_Anhand der Angaben_.
(A) Wie viel verdient ein Expat in Basel laut dem Artikel über Expats in Basel im Schnitt pro Monat?
(B) Bitte zitiere aus dem Artikel über Expats in Basel die Stelle, die mit „Begehrt, bevorzugt, beschenkt“ beginnt und bis einschließlich „sie finanziell geschont.“ reicht.

_Zu lesender Auszug_.
▬▬▬▬▬▬▬▬▬▬
Begehrt, bevorzugt, beschenkt

Die Migrationspolitik fördert eine Zweiklassengesellschaft. Der Expat geniesst eine Reihe von Privilegien.

Das Basler Integrationsprinzip «fördern und fordern» gilt nicht bei jenen Aus­ländern, die die Staatskasse füllen. (Bild: Basile Bornand)

Die Migrationspolitik fördert eine Zweiklassengesellschaft. Der Expat geniesst eine Reihe von Privilegien.

Wieso Expats bevorzugt behandelt werden in Basel, will auf den ersten Blick nicht einleuchten. Sie zählen zu den absoluten Topverdienern. Zwischen 16 500 und 18 000 Franken im Monat verdient ein Expat in Basel im Schnitt. Trotzdem werden sie finanziell geschont.
▬▬▬▬▬▬▬▬▬▬
_Bereitgestellte Einträge_.

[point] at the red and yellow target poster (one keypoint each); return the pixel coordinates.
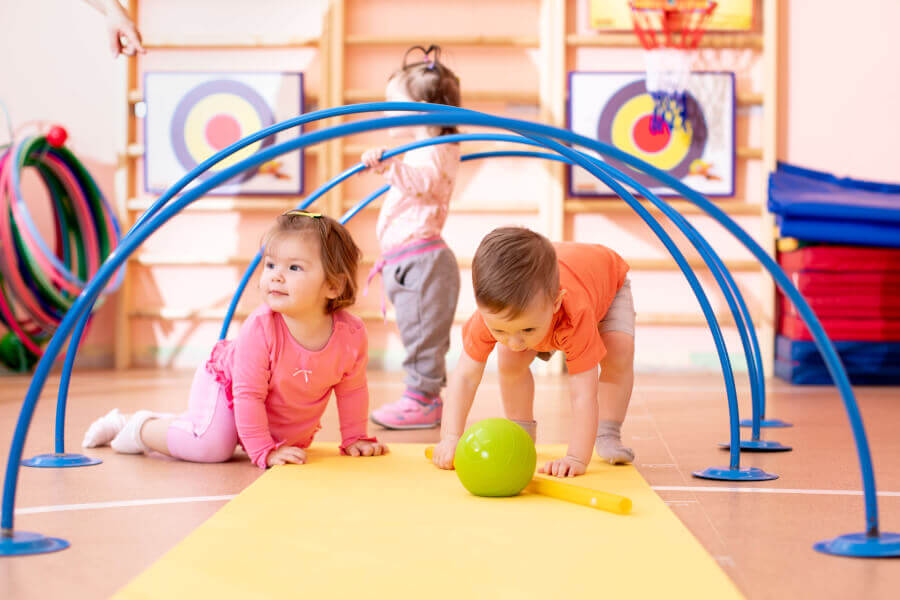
(192, 116)
(616, 109)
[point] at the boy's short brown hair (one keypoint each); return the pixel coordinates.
(511, 266)
(339, 253)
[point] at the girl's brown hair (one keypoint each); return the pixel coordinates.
(429, 80)
(340, 254)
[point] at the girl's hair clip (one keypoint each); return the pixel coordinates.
(302, 213)
(432, 56)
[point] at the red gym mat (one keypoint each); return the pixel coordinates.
(860, 330)
(847, 306)
(841, 258)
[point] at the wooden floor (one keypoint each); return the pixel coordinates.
(124, 514)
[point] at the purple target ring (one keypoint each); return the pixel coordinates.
(219, 86)
(694, 115)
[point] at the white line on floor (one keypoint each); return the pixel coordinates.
(121, 504)
(751, 490)
(658, 488)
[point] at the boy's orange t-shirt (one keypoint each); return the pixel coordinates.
(591, 275)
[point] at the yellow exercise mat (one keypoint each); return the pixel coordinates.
(397, 527)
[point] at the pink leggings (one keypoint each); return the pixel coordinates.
(206, 432)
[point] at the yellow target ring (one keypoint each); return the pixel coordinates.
(632, 111)
(215, 104)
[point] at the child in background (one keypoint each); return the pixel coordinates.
(535, 297)
(419, 272)
(269, 387)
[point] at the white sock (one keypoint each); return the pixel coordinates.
(609, 444)
(103, 430)
(128, 441)
(529, 426)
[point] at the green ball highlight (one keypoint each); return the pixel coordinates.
(495, 457)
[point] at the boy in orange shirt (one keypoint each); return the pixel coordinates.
(535, 297)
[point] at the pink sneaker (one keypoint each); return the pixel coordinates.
(407, 413)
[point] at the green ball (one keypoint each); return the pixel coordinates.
(495, 457)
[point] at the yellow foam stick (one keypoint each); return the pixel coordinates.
(573, 493)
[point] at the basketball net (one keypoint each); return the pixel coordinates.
(670, 30)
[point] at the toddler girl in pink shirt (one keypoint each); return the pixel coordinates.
(418, 269)
(268, 388)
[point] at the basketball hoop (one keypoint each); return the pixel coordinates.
(670, 30)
▬▬▬▬▬▬▬▬▬▬
_Geordnete Ergebnisse_.
(A) Zwischen 16 500 und 18 000 Franken.

(B)
Begehrt, bevorzugt, beschenkt

Die Migrationspolitik fördert eine Zweiklassengesellschaft. Der Expat geniesst eine Reihe von Privilegien.

Das Basler Integrationsprinzip «fördern und fordern» gilt nicht bei jenen Aus­ländern, die die Staatskasse füllen. (Bild: Basile Bornand)

Die Migrationspolitik fördert eine Zweiklassengesellschaft. Der Expat geniesst eine Reihe von Privilegien.

Wieso Expats bevorzugt behandelt werden in Basel, will auf den ersten Blick nicht einleuchten. Sie zählen zu den absoluten Topverdienern. Zwischen 16 500 und 18 000 Franken im Monat verdient ein Expat in Basel im Schnitt. Trotzdem werden sie finanziell geschont.